SET OF TASKS
a. On the Team Darwin page, where does an original data source export its relevant data in the mobilization workflow?
b. Reproduce a section of the Team Darwin page word for word, starting with "Team Darwin" and going on through "onto DarwinCore standard.".
c. Write the next part of the Team Darwin page, picking up after its final line.

Team Darwin
Team Members
- Simon Goring – University of Wisconsin
- Eric Grimm – University of Minnesota
- Michael McClennen - University of Wisconsin
- Jon Nichols – Columbia University
- Mark Uhen – George Mason University
- John Wieczorek – University of California Berkeley
- Jack Williams – University of Wisconsin
Project Goals
- Crosswalk paleobiological resources (Neotoma, SESAR) onto DarwinCore standard.
- Publish Paleobiology Database and Neotoma for integration in VertNet, iDigBio, and GBIF.
Darwin Core
- Introduction - http://rs.tdwg.org/dwc/index.htm
- Quick Reference Guide (term reference) - http://rs.tdwg.org/dwc/terms/index.htm
- Biodiversity Data Standards (TDWG) - http://www.tdwg.org/
Neotoma
- Neotoma manual - http://neotoma-manual.readthedocs.io/en/latest/
- Neotoma entity relationship diagram - http://www.neotomadb.org/uploads/NeotomaDMD.pdf
Neotoma-DWC
- Initial crosswalk table - https://docs.google.com/spreadsheets/d/1mlb_VsOSps5PS4wpCw0AtmV1mV4b5pmjlBz1q_4FLUA/edit?usp=sharing
Mobilization Workflow
This workflow shows the steps used to make data accessible in large-scale aggregators such as VertNet, iDigBio, and GBIF using the VertNet model for data mobilization.
Workflow steps
- An original data source (e.g., Paleobiology Database, Neotoma) exports relevant data to a Dropbox folder shared with VertNet.
- VertNet adapts a custom “migrator” to the original data
- The migrator uses data cleaning and lookup routines to the most complete and correct Darwin Core output feasible from the source data.
- The migrator creates data quality and change reports as well as a Darwin Core-compliant CSV file and puts them in the shared Dropbox folder for review by the original data source curators.
- Original data source curators use reports to a) improve original data at the source or b) request improvements to the controlled vocabularies and data quality routines.

DATA RECORDS
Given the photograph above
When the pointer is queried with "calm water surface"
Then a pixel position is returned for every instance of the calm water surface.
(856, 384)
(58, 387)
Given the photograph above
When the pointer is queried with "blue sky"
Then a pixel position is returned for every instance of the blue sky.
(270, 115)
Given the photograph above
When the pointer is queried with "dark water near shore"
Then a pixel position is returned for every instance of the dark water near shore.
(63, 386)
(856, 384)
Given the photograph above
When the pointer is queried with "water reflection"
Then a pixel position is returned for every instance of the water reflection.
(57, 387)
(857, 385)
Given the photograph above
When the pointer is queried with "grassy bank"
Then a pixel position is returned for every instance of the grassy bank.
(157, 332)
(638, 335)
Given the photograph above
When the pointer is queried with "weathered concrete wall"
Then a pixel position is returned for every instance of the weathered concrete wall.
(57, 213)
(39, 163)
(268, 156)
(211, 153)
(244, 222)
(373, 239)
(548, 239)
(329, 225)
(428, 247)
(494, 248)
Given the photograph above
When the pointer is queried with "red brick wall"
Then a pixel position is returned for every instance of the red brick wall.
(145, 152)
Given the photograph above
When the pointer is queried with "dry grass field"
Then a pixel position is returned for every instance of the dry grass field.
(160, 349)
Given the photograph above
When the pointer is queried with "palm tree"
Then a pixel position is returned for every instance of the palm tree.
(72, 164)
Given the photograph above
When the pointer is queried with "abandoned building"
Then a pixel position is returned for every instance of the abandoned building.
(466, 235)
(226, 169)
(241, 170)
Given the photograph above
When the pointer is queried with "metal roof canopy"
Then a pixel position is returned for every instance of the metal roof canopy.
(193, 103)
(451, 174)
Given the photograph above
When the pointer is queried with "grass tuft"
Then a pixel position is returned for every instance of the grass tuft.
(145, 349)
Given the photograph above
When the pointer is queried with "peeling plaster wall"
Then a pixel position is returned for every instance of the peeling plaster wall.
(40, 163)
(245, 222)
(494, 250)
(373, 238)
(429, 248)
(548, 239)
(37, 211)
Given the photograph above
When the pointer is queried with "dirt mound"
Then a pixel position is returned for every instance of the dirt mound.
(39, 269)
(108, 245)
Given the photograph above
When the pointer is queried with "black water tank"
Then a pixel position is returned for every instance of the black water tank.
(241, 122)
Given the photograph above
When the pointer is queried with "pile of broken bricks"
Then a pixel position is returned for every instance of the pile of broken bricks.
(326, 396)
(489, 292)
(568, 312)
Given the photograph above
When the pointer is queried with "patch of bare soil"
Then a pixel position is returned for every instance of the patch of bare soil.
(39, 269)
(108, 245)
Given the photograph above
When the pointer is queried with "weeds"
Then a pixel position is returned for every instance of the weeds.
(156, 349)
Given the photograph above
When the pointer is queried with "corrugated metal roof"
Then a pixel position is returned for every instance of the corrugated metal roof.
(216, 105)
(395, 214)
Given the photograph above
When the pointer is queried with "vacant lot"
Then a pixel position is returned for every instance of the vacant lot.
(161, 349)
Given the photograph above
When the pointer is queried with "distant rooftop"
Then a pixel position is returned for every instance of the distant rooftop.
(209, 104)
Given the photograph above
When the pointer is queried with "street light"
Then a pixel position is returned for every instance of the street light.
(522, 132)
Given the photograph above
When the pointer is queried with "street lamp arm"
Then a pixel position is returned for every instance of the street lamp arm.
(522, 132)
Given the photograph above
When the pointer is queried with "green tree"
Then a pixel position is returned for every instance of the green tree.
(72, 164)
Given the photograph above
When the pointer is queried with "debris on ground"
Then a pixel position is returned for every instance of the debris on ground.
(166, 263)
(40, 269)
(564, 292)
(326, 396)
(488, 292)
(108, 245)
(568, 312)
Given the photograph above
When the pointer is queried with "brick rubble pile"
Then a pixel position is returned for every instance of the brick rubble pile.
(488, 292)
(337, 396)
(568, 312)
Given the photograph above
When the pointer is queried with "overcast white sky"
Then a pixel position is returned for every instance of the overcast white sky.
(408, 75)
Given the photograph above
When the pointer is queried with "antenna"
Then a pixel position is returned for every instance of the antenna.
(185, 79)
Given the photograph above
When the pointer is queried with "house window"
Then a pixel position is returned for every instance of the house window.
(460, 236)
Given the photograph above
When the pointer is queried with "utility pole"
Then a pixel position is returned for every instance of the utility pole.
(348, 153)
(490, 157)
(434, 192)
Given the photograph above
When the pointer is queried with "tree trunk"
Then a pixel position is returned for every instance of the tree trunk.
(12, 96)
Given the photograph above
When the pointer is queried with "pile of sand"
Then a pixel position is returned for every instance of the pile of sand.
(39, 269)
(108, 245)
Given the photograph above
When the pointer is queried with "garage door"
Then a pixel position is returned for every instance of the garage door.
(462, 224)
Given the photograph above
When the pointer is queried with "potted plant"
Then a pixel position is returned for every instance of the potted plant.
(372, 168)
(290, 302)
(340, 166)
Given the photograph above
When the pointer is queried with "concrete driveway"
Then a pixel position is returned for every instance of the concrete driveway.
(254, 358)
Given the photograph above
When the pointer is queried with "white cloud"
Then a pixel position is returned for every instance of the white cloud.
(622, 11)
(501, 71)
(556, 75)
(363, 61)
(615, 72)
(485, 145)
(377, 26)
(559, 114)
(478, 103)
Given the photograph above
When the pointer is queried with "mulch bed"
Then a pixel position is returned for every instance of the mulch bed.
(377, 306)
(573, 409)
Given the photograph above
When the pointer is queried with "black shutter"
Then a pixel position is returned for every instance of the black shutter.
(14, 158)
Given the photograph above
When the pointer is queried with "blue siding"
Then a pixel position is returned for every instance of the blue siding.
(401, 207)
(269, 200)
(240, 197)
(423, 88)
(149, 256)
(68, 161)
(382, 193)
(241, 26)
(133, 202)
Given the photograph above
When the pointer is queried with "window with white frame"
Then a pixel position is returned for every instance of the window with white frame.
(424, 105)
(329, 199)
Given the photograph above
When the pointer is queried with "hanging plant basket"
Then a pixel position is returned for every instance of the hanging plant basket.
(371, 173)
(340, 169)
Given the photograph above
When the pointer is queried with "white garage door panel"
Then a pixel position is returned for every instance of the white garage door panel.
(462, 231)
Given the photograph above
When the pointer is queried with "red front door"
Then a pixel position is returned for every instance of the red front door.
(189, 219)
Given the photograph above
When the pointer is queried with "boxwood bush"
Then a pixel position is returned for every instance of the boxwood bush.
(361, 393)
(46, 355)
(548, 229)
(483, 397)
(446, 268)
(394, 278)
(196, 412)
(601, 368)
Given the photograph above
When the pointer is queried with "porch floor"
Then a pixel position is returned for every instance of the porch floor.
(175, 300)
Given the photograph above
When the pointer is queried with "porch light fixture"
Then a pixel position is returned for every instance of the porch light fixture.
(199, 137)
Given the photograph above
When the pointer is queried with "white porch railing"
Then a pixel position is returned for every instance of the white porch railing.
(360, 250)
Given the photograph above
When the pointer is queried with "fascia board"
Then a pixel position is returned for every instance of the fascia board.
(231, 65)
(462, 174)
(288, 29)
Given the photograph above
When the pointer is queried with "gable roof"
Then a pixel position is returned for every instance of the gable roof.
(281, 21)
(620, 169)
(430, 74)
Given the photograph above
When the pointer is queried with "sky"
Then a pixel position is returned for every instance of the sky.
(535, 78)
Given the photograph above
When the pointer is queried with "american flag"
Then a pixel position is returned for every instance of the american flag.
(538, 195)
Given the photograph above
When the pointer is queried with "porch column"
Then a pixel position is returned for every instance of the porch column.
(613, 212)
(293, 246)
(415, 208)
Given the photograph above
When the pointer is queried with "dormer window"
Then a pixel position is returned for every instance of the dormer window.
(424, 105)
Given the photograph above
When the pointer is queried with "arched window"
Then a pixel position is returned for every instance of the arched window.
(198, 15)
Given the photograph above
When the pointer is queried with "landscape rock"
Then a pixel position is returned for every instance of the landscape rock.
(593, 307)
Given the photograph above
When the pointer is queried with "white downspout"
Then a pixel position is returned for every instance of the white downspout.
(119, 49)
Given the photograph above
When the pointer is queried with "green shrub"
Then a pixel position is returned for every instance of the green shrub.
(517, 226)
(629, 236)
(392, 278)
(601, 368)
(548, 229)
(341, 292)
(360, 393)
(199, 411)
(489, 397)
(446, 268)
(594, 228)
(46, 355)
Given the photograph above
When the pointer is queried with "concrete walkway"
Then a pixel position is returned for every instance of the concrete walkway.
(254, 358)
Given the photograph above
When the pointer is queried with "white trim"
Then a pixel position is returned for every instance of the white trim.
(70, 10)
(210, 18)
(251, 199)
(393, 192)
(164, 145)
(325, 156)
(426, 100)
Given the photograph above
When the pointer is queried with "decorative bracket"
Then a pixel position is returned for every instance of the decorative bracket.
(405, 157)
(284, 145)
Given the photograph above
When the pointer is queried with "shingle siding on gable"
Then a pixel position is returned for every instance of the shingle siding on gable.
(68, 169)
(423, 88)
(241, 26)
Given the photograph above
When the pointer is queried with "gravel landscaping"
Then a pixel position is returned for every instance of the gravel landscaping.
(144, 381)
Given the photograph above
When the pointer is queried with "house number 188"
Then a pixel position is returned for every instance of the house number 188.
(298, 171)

ANSWERS BY TASK
a. To a Dropbox folder shared with VertNet.

b.
Team Darwin
Team Members
- Simon Goring – University of Wisconsin
- Eric Grimm – University of Minnesota
- Michael McClennen - University of Wisconsin
- Jon Nichols – Columbia University
- Mark Uhen – George Mason University
- John Wieczorek – University of California Berkeley
- Jack Williams – University of Wisconsin
Project Goals
- Crosswalk paleobiological resources (Neotoma, SESAR) onto DarwinCore standard.

c.
- Original data source curators share improved data via Dropbox and continue the data quality improvement cycle until there is agreement that the data set is ready for publication.
- Darwin Core CSV file is uploaded into a resource (data set and organization registered with GBIF) in an instance of the Integrated Publishing Toolkit (IPT) where it is combined with resource metadata and “published” (made openly accessible via http at the registered resource location) as a Darwin Core Archive. The IPT maybe be hosted by a third party (as in the case of Neotoma on the VertNet IPT, or self-hosted, as in the case of Paleobiology Database).
- Aggregators such as VertNet, iDigBio, and GBIF monitor IPT RSS feeds for publication events, and harvest data for inclusion or updates in their respective services.
- For VertNet, a series of steps prepare the data for inclusion in the VertNet data store as well as in periodic Taxon-based snapshots (roughly divided among Chordate classes) for archiva purposes in repositories such as CyVerse and DataONE. AmphibiaWeb harvests one of these snapshots for periodic updates to their occurrence data.
- VertNet also gathers user-provided data quality feedback and usage statistics, which it propogates as issues to anyone monitoring the data sets via their GitHub feedback repositories - one repository per IPT resource.